[Saved data entries]
★ ★ ★ ★ ★

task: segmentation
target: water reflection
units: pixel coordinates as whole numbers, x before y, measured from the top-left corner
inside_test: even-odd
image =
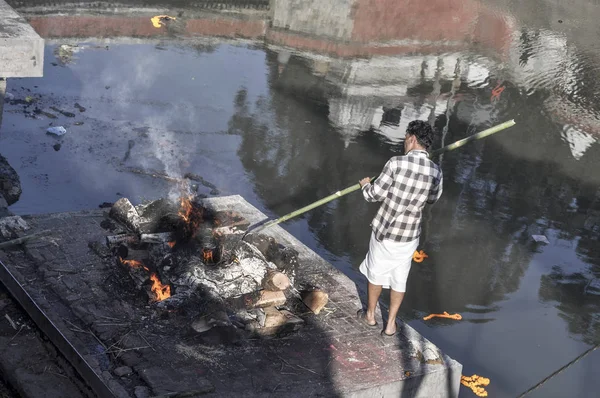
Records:
[[[444,331],[429,331],[429,337],[443,344],[446,334],[477,326],[471,333],[481,339],[495,336],[492,343],[512,362],[538,355],[535,365],[546,371],[546,357],[535,352],[534,344],[514,342],[535,330],[539,317],[513,326],[516,336],[499,329],[512,326],[513,317],[520,319],[523,308],[539,314],[556,306],[558,317],[546,321],[553,344],[564,337],[564,322],[584,342],[598,342],[600,80],[595,59],[600,51],[582,41],[585,35],[573,33],[585,27],[561,31],[554,20],[547,23],[558,13],[547,2],[533,1],[537,8],[517,3],[439,0],[400,7],[392,1],[275,0],[270,17],[185,11],[179,25],[165,29],[154,29],[147,16],[139,15],[30,19],[50,37],[252,39],[249,46],[261,57],[266,53],[266,70],[260,73],[266,73],[267,87],[251,90],[252,79],[237,90],[228,86],[236,95],[223,100],[233,105],[227,132],[240,139],[237,156],[248,176],[239,192],[250,186],[275,215],[380,171],[390,156],[401,153],[404,129],[415,118],[435,125],[437,147],[517,119],[511,130],[440,159],[445,193],[425,214],[421,243],[430,258],[413,268],[403,316],[461,312],[463,323],[438,323]],[[181,51],[189,51],[191,43],[195,39],[180,44]],[[196,51],[211,57],[219,47],[226,46],[215,41],[197,44]],[[211,73],[215,81],[228,80]],[[203,114],[206,123],[209,116]],[[352,267],[366,252],[375,210],[360,195],[349,195],[291,227],[304,241],[316,238],[323,255],[357,275]],[[555,231],[557,239],[573,246],[531,241],[532,234]],[[553,259],[543,257],[550,249],[581,264],[551,268]],[[462,341],[455,337],[442,348],[455,350],[469,370],[511,372],[481,359],[489,346],[457,349]],[[511,383],[506,376],[499,389],[514,396],[520,391],[513,390],[532,381],[537,380]]]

★ ★ ★ ★ ★

** Work to complete **
The data above must be reproduced exactly, without any of its pictures.

** Exercise output **
task: segmentation
target: water reflection
units: pixel coordinates as whole numbers, x before y, measured from the top-left corner
inside_test: even-odd
image =
Records:
[[[444,331],[429,331],[429,337],[443,344],[446,334],[477,326],[471,333],[481,339],[495,336],[492,343],[512,362],[538,355],[535,365],[546,371],[546,357],[535,352],[534,344],[514,342],[535,330],[539,317],[513,326],[516,336],[499,329],[512,326],[513,317],[520,319],[523,308],[539,314],[556,306],[558,317],[546,321],[553,344],[564,337],[564,322],[584,342],[598,342],[600,80],[595,59],[600,51],[582,41],[585,35],[573,33],[585,27],[561,31],[554,20],[547,23],[558,13],[547,2],[533,1],[537,8],[517,3],[439,0],[400,7],[392,1],[275,0],[270,17],[185,11],[179,25],[165,29],[154,29],[147,16],[139,15],[30,19],[50,37],[252,39],[249,46],[261,57],[266,53],[266,70],[260,73],[266,73],[267,87],[251,90],[252,79],[237,90],[228,86],[236,95],[223,100],[233,105],[227,132],[240,139],[237,156],[248,176],[239,192],[250,186],[275,215],[380,171],[390,156],[401,153],[404,129],[415,118],[435,125],[437,147],[517,119],[511,130],[440,159],[445,193],[425,214],[421,243],[430,258],[413,268],[403,316],[461,312],[463,323],[438,323]],[[181,51],[189,51],[191,43],[195,39],[180,44]],[[196,51],[211,57],[219,47],[226,46],[215,41],[197,44]],[[211,73],[215,81],[228,80]],[[203,114],[206,123],[209,116]],[[352,267],[366,252],[375,210],[360,195],[349,195],[291,227],[304,241],[316,238],[323,255],[357,275]],[[555,231],[557,239],[573,246],[531,241],[532,234]],[[553,259],[543,257],[550,249],[581,264],[551,268]],[[462,341],[455,337],[442,348],[455,350],[469,370],[511,372],[481,359],[489,346],[457,349]],[[511,383],[506,376],[499,389],[514,396],[520,391],[513,390],[532,381],[537,380]]]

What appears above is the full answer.